→ Verilen metin
-=-=-

Nihâyetu’l-matlab’da Müzeni’nin Muhtasar’ının esas alındığı; daha sonraki Şafiʿî literatürünü ise Gazzâlî’nin el-Basît ve el-Vecîz adlı eserleri yoluyla etkilediği iddia edilmektedir. Zira mezhebin muhakkik imamı kabul edilen er-Râfiʿî (ö. 623/1226) el-Vecîz’i ihtisar ettiği el-Muharrer ve şerhettiği Fethu’l-ʿazîz isimli eserleriyle mezhebin temel metinlerini vücuda getirmiştir. İkinci muhakkik imam kabul edilen en-Nevevî (ö. 676/1277) de el-Muharrer’i el-Minhâc isimli eseriyle, Fethu’l-ʿazîz’i ise mezhebin en meşhur metinlerinden Ravdatu’t-talibîn adlı eseriyle ihtisar etmiştir. Ayrıca Nihâyetu’l-matlab’ın mutavvel eser kategorisinde olması el-Cüveynî’nin bizzat kendisi başta olmak üzere farklı alimler tarafından muhtasarlarının yazılması sonucunu doğurmuştur. Muhtasarları arasında Şerefuddin el-Mevsılî’nin (ö. 585/1189) Safvetu’l-mezheb min nihâyeti’l-matlab’ı, ʿİzz b. ʿAbdisselam’ın (ö. 660/1262) beş ciltlik el-Gâye fî ihtisâri’n-nihâye’si ve Muhammed el-Ezdî’nin (ö. VII/XIII. asır) el-Hâdî ilâ ihtisâri nihâyeti’l-matlab’ı zikredilebilir. Bunların dışında el-Cüveynî’nin kıbleyi tayinde ictihad etme konusunu ele aldığı beş sayfalık Munâzara fî’l-ictihâd fî’l-kıble ile buluğ çağına gelmiş bekar kızların zorla evlendirilmemesi gerektiğine dair iddiasını dönemin ünlü Şâfiʿî fakihi Ebû İshak eş-Şirazi’ye karşı savunduğu dört sayfalık Munâzara fî zevâci’l-bikr adlı risalelerinin olduğunu İbnu’s-Sübkî aktarmaktadır.

el-Cüveynî’ye fıkıh alanında nispet edilen bir diğer eser el-Silsile fi maʿrifeti’l-kavleyn ve’l-vecheyn’dir. Bu risale İmam Şafiʿî’nin kavl-i kadîm ve kavl-i cedîd tearuzunu gidermeye yönelik literatürün örneklerindendir. Ancak yazma nüshaların tahkikini yapan Hâlid b. Nevvâr, eserin el-Cüveynî’nin babası Abdullah b. Yusuf el-Cüveynî’ye (ö. 438/1047) ait olduğunu tespit etmiştir.

-=-=-

→ Yapılacak iş
el-Cüveynî’nin eserlerini anlatan metinde "el-Cüveynî’ye fıkıh alanında" sözlerinden başlayıp "olduğunu tespit etmiştir." sözleri de dahil olmak üzere uzanan kısmı hiç değiştirmeden tekrar yazın. Sonraki satırların bu işle hiçbir ilgisi yoktur.

Veri satırları:

-=-=-

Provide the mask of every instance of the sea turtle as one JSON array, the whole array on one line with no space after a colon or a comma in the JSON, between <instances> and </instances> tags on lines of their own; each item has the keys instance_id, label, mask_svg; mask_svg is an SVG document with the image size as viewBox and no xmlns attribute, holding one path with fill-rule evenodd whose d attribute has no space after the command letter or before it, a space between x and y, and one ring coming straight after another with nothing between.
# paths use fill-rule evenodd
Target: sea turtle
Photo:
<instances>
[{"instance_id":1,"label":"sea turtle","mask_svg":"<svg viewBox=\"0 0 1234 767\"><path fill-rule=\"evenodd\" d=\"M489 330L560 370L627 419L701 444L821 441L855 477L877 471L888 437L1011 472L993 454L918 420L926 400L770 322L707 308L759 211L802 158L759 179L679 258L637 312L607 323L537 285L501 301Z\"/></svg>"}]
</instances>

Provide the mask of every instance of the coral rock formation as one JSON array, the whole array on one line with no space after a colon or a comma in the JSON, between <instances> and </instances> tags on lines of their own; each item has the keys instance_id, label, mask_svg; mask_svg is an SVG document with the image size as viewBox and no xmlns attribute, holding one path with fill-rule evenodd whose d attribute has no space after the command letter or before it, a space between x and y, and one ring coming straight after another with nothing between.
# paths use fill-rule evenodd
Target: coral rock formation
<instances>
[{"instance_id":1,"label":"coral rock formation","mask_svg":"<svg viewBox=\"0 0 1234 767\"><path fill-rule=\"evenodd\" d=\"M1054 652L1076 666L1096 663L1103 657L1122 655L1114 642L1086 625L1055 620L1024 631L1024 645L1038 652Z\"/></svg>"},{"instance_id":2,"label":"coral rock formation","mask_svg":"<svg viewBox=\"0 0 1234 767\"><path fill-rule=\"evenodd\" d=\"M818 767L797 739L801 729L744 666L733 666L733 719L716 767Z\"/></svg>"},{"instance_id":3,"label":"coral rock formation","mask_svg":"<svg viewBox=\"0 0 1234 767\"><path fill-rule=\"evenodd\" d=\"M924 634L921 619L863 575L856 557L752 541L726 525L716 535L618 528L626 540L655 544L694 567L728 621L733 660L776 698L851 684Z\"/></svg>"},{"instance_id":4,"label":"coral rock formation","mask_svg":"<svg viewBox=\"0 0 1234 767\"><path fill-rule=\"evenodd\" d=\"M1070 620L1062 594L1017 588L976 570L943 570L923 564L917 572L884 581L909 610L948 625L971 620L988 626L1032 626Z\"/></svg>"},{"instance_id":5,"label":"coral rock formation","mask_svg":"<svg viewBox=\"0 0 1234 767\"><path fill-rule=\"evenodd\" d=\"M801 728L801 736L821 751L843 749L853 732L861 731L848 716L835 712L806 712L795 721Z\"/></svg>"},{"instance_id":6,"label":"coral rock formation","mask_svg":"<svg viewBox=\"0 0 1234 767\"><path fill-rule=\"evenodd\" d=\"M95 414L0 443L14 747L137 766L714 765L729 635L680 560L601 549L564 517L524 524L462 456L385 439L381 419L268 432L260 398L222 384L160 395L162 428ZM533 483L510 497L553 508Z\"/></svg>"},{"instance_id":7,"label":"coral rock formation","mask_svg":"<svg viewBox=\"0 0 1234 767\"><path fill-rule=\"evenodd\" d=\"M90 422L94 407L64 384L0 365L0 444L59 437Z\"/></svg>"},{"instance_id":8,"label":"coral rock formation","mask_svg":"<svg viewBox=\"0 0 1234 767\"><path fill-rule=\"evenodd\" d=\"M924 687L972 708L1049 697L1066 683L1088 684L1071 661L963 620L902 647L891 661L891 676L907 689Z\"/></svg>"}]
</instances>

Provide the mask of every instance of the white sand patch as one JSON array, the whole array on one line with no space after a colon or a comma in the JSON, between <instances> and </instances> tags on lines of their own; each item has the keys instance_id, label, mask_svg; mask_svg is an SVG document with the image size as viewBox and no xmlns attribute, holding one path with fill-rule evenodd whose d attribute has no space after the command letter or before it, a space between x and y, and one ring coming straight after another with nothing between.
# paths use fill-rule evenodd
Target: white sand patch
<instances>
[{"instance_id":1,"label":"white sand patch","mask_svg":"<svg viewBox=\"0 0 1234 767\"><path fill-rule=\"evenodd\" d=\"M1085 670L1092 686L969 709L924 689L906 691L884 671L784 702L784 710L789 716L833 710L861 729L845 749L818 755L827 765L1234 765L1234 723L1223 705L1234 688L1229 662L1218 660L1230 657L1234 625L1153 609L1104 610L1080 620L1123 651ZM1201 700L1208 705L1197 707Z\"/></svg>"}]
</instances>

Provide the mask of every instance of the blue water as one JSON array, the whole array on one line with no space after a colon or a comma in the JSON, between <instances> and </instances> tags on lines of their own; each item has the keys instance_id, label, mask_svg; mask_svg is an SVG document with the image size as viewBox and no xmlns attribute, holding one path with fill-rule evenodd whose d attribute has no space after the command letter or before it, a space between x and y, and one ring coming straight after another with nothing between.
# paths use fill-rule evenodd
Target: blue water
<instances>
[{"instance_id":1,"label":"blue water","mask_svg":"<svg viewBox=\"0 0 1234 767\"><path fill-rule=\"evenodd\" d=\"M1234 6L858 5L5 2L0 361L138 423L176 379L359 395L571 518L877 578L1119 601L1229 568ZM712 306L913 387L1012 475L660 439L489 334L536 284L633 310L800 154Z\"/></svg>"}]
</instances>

-=-=-

→ Tam çözüm
el-Cüveynî’ye fıkıh alanında nispet edilen bir diğer eser el-Silsile fi maʿrifeti’l-kavleyn ve’l-vecheyn’dir. Bu risale İmam Şafiʿî’nin kavl-i kadîm ve kavl-i cedîd tearuzunu gidermeye yönelik literatürün örneklerindendir. Ancak yazma nüshaların tahkikini yapan Hâlid b. Nevvâr, eserin el-Cüveynî’nin babası Abdullah b. Yusuf el-Cüveynî’ye (ö. 438/1047) ait olduğunu tespit etmiştir.